--- DOCUMENT EXTRACT ---

The wife keeping secrets?
Trust, Communication and Respect are the key foundations in any marriage. And if you don't have them, you might as well not be married. Ladies, you'd like to think that your husband is the one person on earth who knows you the best. He knows what you look like when you first crawl out of bed, the fact that you may snore louder than a chainsaw, he's seen you in your birthday suit and knows what you look like behind the makeup. But, does the man you vowed to spend the rest of your life with, really know you? Well I guess you'd like to think he does. But maybe the question should be.....does he need to know everything? Of course he doesn't. There are things that our husband really doesn't need to know. Every woman is entitled to their own treasure chest of secrets. So what are the important things you should share with your spouse no matter what? Well I'll tell you....These secrets are going to touch the core. They are the deeper secrets that involve things like money, life, and even sex. So hold on to that chair, we are in for a bumpy ride!
Do you maybe have some money issues?
Now with money issues I'm not talking about a little over spending when you go to the grocery store. Or those cute little black pumps that may be hiding in the back of your closet! Tisk tisk ladies!
I'm talking big things....Like loans or other money issues that may cripple you if something should happen?
25% of women hide purchases from their partners. And it's not even hiding purchases that can ultimately ruin a marriage. Stashing money can also have a big impact.
So if there is something you are hiding from your spouse, be it a loan or a bank account, now is the time to come clean.
Trusting your spouse to be in your corner should be at the top of your list. So open up and tell him about your money troubles.
Is your relationship going south?
Marriage is a lot different than when you two were dating. The "honeymoon" phase is over and life may seem to have gotten a bit on the monotonous side. You may face the same routines over and over again and feel a bit on the trapped side. It's OK to have these feelings. I'm sure all married couples go through the rut of monotony at a point or two in their marriages. But if you really want the marriage to work you have to open up. Again I point out the communication skills you were born with. Your spouse will never know how unhappy you really are unless you open up and tell him. There is nothing wrong with being open and honest about your feelings.

---

▶ TASKS TO COMPLETE:
- A) Answer each question from the article on wives keeping secrets from their husbands.
(i) Which three key foundations of any marriage does the article name?
(ii) What percentage of women hide purchases from their partners?
(iii) Which phase does the article say is over once a couple is married?
- B) List every thing that the article on wives keeping secrets says a husband knows about or has seen of his wife.
- C) Carry on the article on wives keeping secrets from their husbands, starting after its last sentence.

--- DATA EXCERPTS ---

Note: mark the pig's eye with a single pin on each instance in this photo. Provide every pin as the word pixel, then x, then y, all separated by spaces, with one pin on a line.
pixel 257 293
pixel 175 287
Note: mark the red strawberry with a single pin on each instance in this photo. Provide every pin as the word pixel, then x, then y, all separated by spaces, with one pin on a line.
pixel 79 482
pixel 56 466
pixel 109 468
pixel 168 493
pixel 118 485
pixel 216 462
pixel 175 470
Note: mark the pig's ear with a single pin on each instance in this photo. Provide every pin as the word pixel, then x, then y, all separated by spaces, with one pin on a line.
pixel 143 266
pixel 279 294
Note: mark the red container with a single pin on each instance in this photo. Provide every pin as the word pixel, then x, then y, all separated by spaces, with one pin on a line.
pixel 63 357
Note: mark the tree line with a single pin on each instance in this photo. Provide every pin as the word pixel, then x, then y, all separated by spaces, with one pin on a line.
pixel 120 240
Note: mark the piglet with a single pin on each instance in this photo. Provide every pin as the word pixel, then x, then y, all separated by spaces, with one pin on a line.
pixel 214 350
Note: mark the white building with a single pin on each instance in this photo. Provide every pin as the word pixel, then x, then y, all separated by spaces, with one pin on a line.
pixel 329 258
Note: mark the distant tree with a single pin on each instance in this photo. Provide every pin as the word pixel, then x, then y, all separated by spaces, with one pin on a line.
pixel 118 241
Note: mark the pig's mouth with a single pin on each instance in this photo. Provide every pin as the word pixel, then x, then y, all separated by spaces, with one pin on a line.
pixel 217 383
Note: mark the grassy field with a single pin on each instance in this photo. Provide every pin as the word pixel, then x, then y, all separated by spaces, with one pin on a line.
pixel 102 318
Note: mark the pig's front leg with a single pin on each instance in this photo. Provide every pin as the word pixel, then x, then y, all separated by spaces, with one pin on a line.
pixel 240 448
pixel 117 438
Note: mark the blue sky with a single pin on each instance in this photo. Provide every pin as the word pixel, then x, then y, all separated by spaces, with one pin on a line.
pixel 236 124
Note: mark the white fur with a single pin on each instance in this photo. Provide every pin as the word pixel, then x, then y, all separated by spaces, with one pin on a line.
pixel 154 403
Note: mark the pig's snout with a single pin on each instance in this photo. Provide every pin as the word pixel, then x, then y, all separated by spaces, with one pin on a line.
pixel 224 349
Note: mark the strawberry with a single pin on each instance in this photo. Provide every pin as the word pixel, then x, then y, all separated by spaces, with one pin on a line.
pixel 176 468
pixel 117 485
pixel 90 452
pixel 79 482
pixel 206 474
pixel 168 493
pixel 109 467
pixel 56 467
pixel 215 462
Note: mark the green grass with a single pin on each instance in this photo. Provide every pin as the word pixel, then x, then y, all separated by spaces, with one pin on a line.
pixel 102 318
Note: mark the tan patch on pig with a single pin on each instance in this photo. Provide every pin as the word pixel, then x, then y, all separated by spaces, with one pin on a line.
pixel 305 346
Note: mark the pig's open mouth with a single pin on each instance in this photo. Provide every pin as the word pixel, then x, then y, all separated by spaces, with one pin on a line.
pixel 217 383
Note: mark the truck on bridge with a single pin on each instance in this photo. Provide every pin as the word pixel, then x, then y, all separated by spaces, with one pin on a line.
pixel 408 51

---

▶ RESPONSES BY TASK:
- A)
(i) Trust, Communication and Respect.
(ii) 25%.
(iii) The "honeymoon" phase.

- B)
- What she looks like when she first crawls out of bed
- That she may snore louder than a chainsaw
- Her in her birthday suit
- What she looks like behind the makeup

- C)
Opening up about being unhappy is a good way to express what you want, and where you want your marriage to go from here on out. And the man who vowed to love you through anything will respect you more for coming clean.
So talk about it before the distance separates the two of you for good. The key is to bring up the touchy subjects like boredom and resentment before the damage is done. And act quickly, no matter how much the subject hurts. It could resolve a lot of issues for the both of you. Thus making your marriage more open and honest in the end.
If the topic of sex is iffy with you, then move on to the next segment. But ladies lets be a little bit honest here. Faking it at times is OK. Faking it ALL the time is not. We have all done it at one point or another in our lives and even, I'm sure, with our spouses. But if your sex life is so unsatisfying that you are faking it all the time just to "get it over with" then you need to sit down with your spouse and talk about it.
The topic of sex isn't something we want to sit down and discuss, especially if it is unsatisfying. But the issues should be addressed if you are not being satisfied by your partner. Don't feel like it's your fault that you can't climax, or that it might embarrass or hurt your husbands feelings. Talk with your spouse about the possibility of introducing new techniques or positions to spice it up a bit and help you out in return.
Are you getting sick?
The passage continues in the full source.